Saved data entries:
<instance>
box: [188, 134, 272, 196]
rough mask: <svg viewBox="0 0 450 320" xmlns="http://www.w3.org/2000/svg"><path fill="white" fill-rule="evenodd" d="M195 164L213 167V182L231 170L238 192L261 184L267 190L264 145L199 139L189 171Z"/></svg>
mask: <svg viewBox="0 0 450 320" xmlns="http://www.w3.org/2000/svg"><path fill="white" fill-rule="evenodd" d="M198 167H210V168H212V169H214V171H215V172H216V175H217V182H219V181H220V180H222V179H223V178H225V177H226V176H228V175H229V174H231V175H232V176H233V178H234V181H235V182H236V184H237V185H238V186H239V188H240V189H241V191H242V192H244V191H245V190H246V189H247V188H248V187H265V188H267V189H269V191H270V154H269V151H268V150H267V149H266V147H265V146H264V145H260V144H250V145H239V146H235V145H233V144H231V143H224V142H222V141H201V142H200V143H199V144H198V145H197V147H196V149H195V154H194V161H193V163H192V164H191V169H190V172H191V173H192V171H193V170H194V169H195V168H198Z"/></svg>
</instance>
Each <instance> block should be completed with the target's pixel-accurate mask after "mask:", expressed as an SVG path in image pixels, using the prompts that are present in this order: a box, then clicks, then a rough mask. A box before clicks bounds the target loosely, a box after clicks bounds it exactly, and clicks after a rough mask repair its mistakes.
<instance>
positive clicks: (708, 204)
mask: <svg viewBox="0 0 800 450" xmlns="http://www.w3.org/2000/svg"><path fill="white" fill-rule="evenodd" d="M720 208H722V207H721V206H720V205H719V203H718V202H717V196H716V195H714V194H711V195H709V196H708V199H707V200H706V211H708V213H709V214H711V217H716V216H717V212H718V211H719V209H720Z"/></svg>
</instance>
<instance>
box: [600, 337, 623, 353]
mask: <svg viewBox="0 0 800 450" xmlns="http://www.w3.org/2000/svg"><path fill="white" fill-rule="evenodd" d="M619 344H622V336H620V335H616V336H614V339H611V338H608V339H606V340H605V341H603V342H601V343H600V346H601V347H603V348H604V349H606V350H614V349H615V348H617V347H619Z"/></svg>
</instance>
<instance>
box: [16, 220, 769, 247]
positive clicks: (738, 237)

- [Exercise] Every record above should be copied exactly.

- [Problem solution]
<instance>
box: [188, 134, 272, 196]
rough mask: <svg viewBox="0 0 450 320" xmlns="http://www.w3.org/2000/svg"><path fill="white" fill-rule="evenodd" d="M195 164L213 167V182L231 170L238 192L261 184L267 190L264 145L199 139L189 171Z"/></svg>
mask: <svg viewBox="0 0 450 320" xmlns="http://www.w3.org/2000/svg"><path fill="white" fill-rule="evenodd" d="M198 167H210V168H212V169H214V171H215V172H216V175H217V182H219V181H220V180H222V179H223V178H225V177H226V176H228V175H229V174H231V175H232V176H233V178H234V181H235V182H236V184H237V185H238V186H239V188H240V189H241V191H242V192H244V191H245V190H246V189H247V188H248V187H265V188H267V189H269V191H270V154H269V151H268V150H267V149H266V147H265V146H264V145H260V144H250V145H239V146H235V145H233V144H231V143H224V142H222V141H201V142H200V143H199V144H198V145H197V147H196V149H195V154H194V161H193V163H192V164H191V169H190V172H191V173H192V171H193V170H194V169H195V168H198Z"/></svg>
</instance>
Each <instance> block should be completed with the target's pixel-accurate mask after "mask:", expressed as an SVG path in image pixels, using the prompts that are present in this order: a box, then clicks, then a rough mask. A box before clicks bounds the target loosely, a box after clicks bounds it exactly, and clicks after a rough mask repair its mistakes.
<instance>
positive clicks: (708, 204)
mask: <svg viewBox="0 0 800 450" xmlns="http://www.w3.org/2000/svg"><path fill="white" fill-rule="evenodd" d="M720 208H722V207H721V206H720V205H719V203H718V202H717V196H716V195H714V194H711V195H709V196H708V199H707V200H706V211H708V213H709V214H711V217H716V216H717V212H718V211H719V209H720Z"/></svg>
</instance>
<instance>
box: [600, 337, 623, 353]
mask: <svg viewBox="0 0 800 450" xmlns="http://www.w3.org/2000/svg"><path fill="white" fill-rule="evenodd" d="M619 344H622V336H620V335H616V336H614V339H611V338H608V339H606V340H605V341H603V342H601V343H600V346H601V347H603V348H604V349H606V350H614V349H615V348H617V347H619Z"/></svg>
</instance>
<instance>
box: [16, 220, 769, 247]
positive clicks: (738, 237)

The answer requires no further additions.